## Problem requirements
Copy out, character for character, the part of the rows that opens with the line containing "Where can the wire" and closes with the line containing "point(478, 228)", keeping both of those lines.

## Source data
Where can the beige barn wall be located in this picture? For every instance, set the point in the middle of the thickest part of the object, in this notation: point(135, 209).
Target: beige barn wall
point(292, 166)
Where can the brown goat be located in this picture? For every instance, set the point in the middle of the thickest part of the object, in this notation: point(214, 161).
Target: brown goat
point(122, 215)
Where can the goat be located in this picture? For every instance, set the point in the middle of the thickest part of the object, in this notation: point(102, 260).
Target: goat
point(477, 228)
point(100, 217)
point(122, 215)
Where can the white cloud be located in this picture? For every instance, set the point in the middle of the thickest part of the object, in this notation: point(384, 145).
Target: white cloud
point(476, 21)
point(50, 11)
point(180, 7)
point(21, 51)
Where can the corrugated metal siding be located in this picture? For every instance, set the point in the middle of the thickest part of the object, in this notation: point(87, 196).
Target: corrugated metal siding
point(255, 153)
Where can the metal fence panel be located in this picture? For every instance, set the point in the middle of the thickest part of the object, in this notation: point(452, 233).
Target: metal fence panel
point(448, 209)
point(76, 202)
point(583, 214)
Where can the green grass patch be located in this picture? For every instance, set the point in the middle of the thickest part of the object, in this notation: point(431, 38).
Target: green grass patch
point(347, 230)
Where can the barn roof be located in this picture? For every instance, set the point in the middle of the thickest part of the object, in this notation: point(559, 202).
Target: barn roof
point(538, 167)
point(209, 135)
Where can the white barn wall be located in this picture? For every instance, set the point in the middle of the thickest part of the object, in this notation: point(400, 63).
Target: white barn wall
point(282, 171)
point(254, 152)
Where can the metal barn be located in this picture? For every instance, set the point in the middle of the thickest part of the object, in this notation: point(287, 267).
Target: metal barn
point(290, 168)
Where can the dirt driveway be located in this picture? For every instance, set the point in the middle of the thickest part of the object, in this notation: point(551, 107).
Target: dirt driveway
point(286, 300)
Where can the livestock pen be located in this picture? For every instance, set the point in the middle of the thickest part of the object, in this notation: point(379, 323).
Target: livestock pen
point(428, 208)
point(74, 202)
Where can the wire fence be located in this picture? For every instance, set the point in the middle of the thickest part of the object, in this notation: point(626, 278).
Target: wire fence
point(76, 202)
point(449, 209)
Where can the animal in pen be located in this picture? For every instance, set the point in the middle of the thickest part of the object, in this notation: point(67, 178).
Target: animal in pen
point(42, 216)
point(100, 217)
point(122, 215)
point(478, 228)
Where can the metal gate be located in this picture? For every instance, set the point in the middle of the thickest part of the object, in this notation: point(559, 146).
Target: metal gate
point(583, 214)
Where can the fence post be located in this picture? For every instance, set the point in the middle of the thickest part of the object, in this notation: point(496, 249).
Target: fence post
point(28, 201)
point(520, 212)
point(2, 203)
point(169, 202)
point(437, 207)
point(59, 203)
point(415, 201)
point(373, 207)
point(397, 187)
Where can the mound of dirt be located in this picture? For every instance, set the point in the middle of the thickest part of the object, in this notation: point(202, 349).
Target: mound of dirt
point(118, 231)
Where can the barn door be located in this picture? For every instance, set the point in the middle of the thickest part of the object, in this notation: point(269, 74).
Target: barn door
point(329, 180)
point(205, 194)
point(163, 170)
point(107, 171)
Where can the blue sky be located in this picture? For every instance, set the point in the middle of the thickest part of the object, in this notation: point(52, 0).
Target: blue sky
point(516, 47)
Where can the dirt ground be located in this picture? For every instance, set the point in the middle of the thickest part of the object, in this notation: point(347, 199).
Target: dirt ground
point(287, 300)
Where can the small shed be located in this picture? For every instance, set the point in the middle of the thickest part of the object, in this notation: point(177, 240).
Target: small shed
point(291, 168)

---

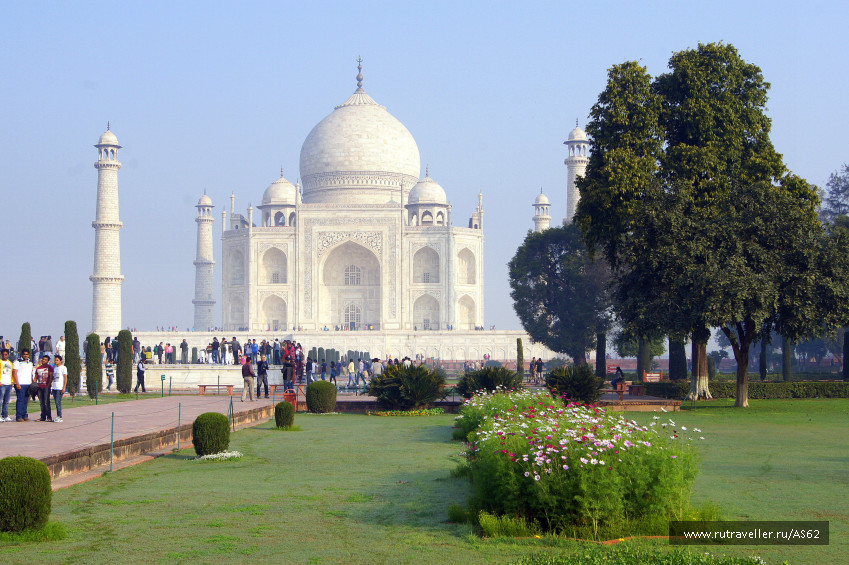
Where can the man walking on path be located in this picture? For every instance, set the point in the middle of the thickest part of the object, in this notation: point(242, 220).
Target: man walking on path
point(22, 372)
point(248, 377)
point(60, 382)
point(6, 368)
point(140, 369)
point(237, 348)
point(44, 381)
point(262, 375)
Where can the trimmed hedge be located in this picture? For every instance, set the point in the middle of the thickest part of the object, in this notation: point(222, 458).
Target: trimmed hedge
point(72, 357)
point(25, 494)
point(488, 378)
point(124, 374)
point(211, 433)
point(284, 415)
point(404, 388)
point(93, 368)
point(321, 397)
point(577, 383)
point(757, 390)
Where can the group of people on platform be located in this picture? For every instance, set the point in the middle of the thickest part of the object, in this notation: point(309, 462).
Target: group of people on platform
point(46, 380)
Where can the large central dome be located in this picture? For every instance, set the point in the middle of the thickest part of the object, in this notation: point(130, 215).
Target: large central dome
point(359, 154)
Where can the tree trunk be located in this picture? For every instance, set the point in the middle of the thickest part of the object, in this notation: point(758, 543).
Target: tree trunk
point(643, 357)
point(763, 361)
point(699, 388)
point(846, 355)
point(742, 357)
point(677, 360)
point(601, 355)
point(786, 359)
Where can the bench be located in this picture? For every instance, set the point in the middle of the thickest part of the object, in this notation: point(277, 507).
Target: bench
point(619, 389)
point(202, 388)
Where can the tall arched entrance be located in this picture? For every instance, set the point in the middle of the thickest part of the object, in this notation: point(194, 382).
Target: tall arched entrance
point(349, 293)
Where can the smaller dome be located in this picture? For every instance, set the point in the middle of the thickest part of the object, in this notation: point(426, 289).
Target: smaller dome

--

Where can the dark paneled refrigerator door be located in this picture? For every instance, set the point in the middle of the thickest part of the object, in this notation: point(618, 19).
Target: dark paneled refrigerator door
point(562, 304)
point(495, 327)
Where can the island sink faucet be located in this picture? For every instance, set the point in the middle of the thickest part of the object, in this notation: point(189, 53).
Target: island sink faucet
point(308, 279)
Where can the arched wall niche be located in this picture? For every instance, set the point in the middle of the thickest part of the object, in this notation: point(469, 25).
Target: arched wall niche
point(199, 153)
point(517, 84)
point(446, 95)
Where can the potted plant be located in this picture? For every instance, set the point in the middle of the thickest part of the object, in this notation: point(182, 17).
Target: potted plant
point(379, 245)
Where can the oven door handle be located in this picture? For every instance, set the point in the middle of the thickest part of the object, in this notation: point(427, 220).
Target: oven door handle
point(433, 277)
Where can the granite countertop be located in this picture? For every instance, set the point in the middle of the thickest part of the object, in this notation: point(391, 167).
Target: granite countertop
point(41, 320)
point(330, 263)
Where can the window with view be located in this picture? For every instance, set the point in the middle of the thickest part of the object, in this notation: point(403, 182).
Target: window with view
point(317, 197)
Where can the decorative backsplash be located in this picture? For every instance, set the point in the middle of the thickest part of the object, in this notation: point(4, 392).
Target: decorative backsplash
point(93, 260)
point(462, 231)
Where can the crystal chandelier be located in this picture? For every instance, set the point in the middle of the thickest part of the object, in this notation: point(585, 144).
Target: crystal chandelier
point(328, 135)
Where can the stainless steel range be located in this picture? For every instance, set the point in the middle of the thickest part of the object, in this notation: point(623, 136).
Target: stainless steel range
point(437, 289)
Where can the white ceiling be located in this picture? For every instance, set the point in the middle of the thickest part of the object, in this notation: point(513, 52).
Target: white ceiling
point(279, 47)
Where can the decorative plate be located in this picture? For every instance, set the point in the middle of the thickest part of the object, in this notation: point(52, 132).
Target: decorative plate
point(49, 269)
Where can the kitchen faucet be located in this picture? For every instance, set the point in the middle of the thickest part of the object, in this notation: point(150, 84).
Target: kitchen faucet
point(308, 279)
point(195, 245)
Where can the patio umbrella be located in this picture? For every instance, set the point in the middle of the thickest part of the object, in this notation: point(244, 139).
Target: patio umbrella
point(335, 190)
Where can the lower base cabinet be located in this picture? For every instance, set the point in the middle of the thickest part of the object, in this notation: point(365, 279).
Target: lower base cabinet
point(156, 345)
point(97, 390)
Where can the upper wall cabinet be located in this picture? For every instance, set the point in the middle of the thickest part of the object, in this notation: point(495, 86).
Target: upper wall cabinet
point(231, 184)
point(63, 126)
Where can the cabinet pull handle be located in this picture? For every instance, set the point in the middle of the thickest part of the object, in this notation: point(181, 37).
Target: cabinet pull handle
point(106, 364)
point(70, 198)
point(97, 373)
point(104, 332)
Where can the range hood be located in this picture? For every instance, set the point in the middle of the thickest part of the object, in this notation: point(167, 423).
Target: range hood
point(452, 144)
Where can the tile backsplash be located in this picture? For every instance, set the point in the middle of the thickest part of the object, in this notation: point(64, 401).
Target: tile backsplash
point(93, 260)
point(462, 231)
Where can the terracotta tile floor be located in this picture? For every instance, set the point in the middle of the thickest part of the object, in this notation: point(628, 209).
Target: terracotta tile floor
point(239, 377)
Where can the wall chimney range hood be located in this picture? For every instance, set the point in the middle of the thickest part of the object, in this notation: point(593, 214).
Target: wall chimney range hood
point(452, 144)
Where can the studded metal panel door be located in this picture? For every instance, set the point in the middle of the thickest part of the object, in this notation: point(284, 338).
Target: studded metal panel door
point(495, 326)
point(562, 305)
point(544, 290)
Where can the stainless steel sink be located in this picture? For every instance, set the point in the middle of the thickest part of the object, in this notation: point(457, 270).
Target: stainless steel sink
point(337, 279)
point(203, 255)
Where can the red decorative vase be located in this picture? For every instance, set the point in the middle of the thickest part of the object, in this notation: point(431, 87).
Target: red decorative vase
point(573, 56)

## Problem solution
Where can the wire fence be located in this picture? For every instance, set the point in the middle of the thickest part of the object, in this notation: point(626, 278).
Target: wire fence
point(76, 202)
point(449, 209)
Where can the animal in pen be located in this picture? For every instance, set the point in the middle of the thickest part of the object, in this notation: point(67, 178).
Target: animal in pen
point(42, 216)
point(100, 217)
point(122, 215)
point(478, 228)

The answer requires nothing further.